* Written instruction
Please write out the material that follows, exactly as it stands.

Segmentation labeling items:

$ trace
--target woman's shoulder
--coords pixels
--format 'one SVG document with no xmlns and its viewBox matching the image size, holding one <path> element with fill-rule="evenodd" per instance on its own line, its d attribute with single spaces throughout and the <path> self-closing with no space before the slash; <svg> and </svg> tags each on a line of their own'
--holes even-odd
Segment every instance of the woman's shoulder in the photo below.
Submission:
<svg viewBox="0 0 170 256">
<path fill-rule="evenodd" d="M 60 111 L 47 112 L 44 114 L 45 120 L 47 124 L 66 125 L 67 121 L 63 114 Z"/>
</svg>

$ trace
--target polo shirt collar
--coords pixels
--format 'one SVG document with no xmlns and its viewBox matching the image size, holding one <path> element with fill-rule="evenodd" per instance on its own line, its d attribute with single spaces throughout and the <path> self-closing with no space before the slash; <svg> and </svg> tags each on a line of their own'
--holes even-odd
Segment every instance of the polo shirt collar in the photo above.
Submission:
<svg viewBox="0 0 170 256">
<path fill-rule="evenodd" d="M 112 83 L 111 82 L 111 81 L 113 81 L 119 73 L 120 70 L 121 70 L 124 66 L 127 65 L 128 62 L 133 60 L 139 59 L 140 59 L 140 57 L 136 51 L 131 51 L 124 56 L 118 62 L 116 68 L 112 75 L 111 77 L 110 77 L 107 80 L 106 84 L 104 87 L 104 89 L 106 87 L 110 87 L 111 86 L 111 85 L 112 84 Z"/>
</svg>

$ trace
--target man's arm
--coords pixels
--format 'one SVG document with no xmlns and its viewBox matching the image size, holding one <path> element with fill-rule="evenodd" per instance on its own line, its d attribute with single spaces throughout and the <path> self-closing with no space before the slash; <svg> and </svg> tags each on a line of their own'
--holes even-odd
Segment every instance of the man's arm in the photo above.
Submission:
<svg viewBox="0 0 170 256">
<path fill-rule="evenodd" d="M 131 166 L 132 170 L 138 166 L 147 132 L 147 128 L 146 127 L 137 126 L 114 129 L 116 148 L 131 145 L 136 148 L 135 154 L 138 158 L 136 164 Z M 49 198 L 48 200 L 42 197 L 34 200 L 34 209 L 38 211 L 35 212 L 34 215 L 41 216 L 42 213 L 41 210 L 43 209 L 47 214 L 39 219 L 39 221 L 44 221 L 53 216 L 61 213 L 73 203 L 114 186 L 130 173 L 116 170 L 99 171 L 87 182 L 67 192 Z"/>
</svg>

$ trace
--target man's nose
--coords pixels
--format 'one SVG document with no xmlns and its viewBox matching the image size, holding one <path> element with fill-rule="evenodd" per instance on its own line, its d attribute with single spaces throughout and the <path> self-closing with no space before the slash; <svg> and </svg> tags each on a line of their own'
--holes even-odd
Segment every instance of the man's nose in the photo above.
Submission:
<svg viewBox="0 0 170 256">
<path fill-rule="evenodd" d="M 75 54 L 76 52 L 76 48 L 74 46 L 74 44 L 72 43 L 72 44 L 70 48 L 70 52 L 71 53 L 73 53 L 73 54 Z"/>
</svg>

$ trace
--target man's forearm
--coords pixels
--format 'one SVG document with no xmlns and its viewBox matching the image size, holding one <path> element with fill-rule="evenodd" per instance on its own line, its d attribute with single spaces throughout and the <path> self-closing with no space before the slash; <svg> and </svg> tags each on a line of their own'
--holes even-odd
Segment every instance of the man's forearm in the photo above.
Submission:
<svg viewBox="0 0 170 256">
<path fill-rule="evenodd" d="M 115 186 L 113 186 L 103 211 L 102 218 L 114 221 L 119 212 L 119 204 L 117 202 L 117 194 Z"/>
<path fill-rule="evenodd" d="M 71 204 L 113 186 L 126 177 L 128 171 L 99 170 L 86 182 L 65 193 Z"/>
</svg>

* Exercise response
$ trace
--target woman's shoulder
--coords pixels
--format 'one SVG document with no xmlns and its viewBox matching the image size, holding one <path> element with fill-rule="evenodd" per instance on its own line, its d attribute with single spaces throughout and the <path> self-closing with no space before the slash; <svg> and </svg> tags each on a line of their own'
--holes even-odd
Segment every instance of the woman's shoulder in the photo below.
Submission:
<svg viewBox="0 0 170 256">
<path fill-rule="evenodd" d="M 60 111 L 47 112 L 44 114 L 45 120 L 47 124 L 66 125 L 67 121 L 63 114 Z"/>
</svg>

$ trace
--target polo shirt collar
--coords pixels
--format 'one SVG document with no xmlns and its viewBox matching the image size, holding one <path> element with fill-rule="evenodd" per instance on its own line, its d attribute with single spaces throughout and the <path> self-closing with no space before the slash; <svg> and </svg> tags each on a line of their own'
--holes even-odd
Segment every instance of the polo shirt collar in the photo above.
Submission:
<svg viewBox="0 0 170 256">
<path fill-rule="evenodd" d="M 112 83 L 111 82 L 111 81 L 113 81 L 119 73 L 120 70 L 121 70 L 124 66 L 127 65 L 128 62 L 133 60 L 139 59 L 140 59 L 140 57 L 136 51 L 131 51 L 124 56 L 118 62 L 116 68 L 112 75 L 111 77 L 110 77 L 107 80 L 106 84 L 104 87 L 104 89 L 106 87 L 110 87 L 111 86 L 111 85 L 112 84 Z"/>
</svg>

$ trace
--target man's arm
--coords pixels
--format 'one SVG document with no xmlns and its viewBox matching the image size, holding one <path> element with fill-rule="evenodd" per instance on its own line, its d attribute with single spaces throughout and the <path> self-closing with no space before the slash; <svg> and </svg> tags each on a line of their own'
--holes even-odd
Segment every instance of the man's arm in the photo above.
Submission:
<svg viewBox="0 0 170 256">
<path fill-rule="evenodd" d="M 131 166 L 132 170 L 138 166 L 147 132 L 147 128 L 146 127 L 137 126 L 114 129 L 116 148 L 131 145 L 136 148 L 135 154 L 138 158 L 136 164 Z M 49 198 L 48 200 L 42 197 L 34 200 L 34 209 L 38 211 L 35 212 L 34 215 L 41 216 L 42 213 L 41 210 L 43 209 L 47 214 L 39 219 L 39 221 L 44 221 L 53 216 L 61 213 L 73 203 L 114 186 L 130 173 L 116 170 L 99 171 L 87 182 L 67 192 Z"/>
</svg>

$ trace
--target man's nose
--coords pixels
--format 'one SVG document with no xmlns and its viewBox matching the image size, holding one <path> element with fill-rule="evenodd" per instance on its own line, its d attribute with single spaces throughout and the <path> self-closing with no space before the slash; <svg> and </svg> tags each on a line of their own'
--holes even-odd
Segment every instance of the man's nose in the photo above.
Submission:
<svg viewBox="0 0 170 256">
<path fill-rule="evenodd" d="M 75 54 L 76 52 L 76 48 L 74 46 L 74 44 L 72 43 L 72 44 L 70 48 L 70 52 L 71 53 L 73 53 L 73 54 Z"/>
</svg>

$ trace
--target man's forearm
--coords pixels
--format 'one SVG document with no xmlns and its viewBox matching the image size, holding one <path> element with fill-rule="evenodd" per instance on its own line, its d attribute with single spaces throughout and the <path> self-closing with no space before the slash; <svg> and </svg> tags each on a line of their own'
--holes even-odd
Segment every instance of the man's forearm in the photo above.
Submission:
<svg viewBox="0 0 170 256">
<path fill-rule="evenodd" d="M 115 186 L 113 186 L 103 211 L 102 218 L 114 221 L 119 212 L 119 204 L 117 202 L 117 194 Z"/>
<path fill-rule="evenodd" d="M 71 204 L 113 186 L 126 177 L 128 171 L 99 170 L 86 182 L 65 193 Z"/>
</svg>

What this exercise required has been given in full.